29 avril 2012

Aubépines



whom do i speak to?
a stranger walking in the dark
climbing his mountain
ever waking at the foot of his bed

***

i see them around me:
actors perform, businessmen do
writers compose and presidents chew.
artists are

***

parts of me are disappearing in a flood of light
data piles on and my memories are no more
i wish i didn't remember loosing what i held

***

the tallest building is no more than a grain of rice
once you remove all its empty space
like a spinning wheel seems to be a ball
before it rests again
the illusion isn't what we see but its name
we're not matter, just energy,
waves, nuclear forces weak and strong,
invisible poetry moving the strings along

***

i went to see her
but she wasn't there
i passed in front of a statue
slowly moving and breathing air
i left as i didn't know what to say
never will i again
dream on a sunday

*** 

the poet walks still
sits around
hears silence
and speaks with his mouth shut

23 avril 2012

mayday

C'était le temps où l'on mettait des petites barrières entre nos courses sur le tapis roulant de la caisse au supermarché, pour éviter toute possibilité de partager, même pour un instant, un morceau d'espace avec un inconnu. 

Seule la musique parvenait encore à me donner le sourire. Et la bouffe, encore que là, ça relevait davantage de l'addiction.

Maybe I'll just get out in the shade.
Maybe I'll just egg out in the shell.

En prenant le métro je voyais de tout, mais rien qui ne me fasse envie. Elle, tiens. Parce qu'elle avait une boucle d'oreille dans le nez et un trou dans son jean délavé, il aurait fallu que je la trouve originale, "rebelle" ? Moi, tout ce que ça m'inspirait, le conformisme effarant de son style et de ses attitudes, son adhésion pathétique et sans remise en question à une pseudo contre-culture d'une uniformité presque touchante dans sa naïveté, c'était d'arrêter de vivre. Puisque rien ne semblait plus avoir de valeur, que même ceux qui pensait s'opposer ne voulait pas voir l'ironie de leur démarche (s'opposer à quelque chose, ça reste le prendre en référent, pour être original ça se pose là), autant en finir.

- - -

_TRAVAIL DEMANDÉ_
1. Selon le texte fourni, pour quelle raison mettait-on de petites barrières entre les courses sur le tapis roulant de la caisse au supermarché ? Répondez en une à trois phrases.
2. Traduisez en anglais la phrase suivante, tirée du texte fourni : « Seule la musique parvenait encore à me donner le sourire. »
3. Transcrivez fidèlement le passage du texte fourni qui commence à « whom do i speak » et se termine à « and presidents chew. ».

_DONNÉES FOURNIES_
- - -

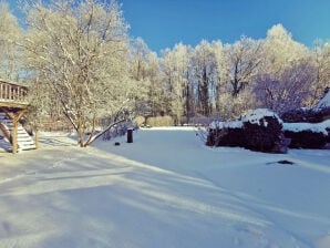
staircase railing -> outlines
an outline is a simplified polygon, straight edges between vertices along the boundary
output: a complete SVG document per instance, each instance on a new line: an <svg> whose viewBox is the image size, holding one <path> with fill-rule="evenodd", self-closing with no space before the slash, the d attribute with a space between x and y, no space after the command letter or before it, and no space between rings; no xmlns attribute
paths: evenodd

- - -

_RÉPONSES ATTENDUES_
1. On plaçait ces petites barrières pour éviter toute possibilité de partager, même pour un instant, un morceau d'espace avec un inconnu.

2. Only music still managed to make me smile.

3.
whom do i speak to?
a stranger walking in the dark
climbing his mountain
ever waking at the foot of his bed

***

i see them around me:
actors perform, businessmen do
writers compose and presidents chew.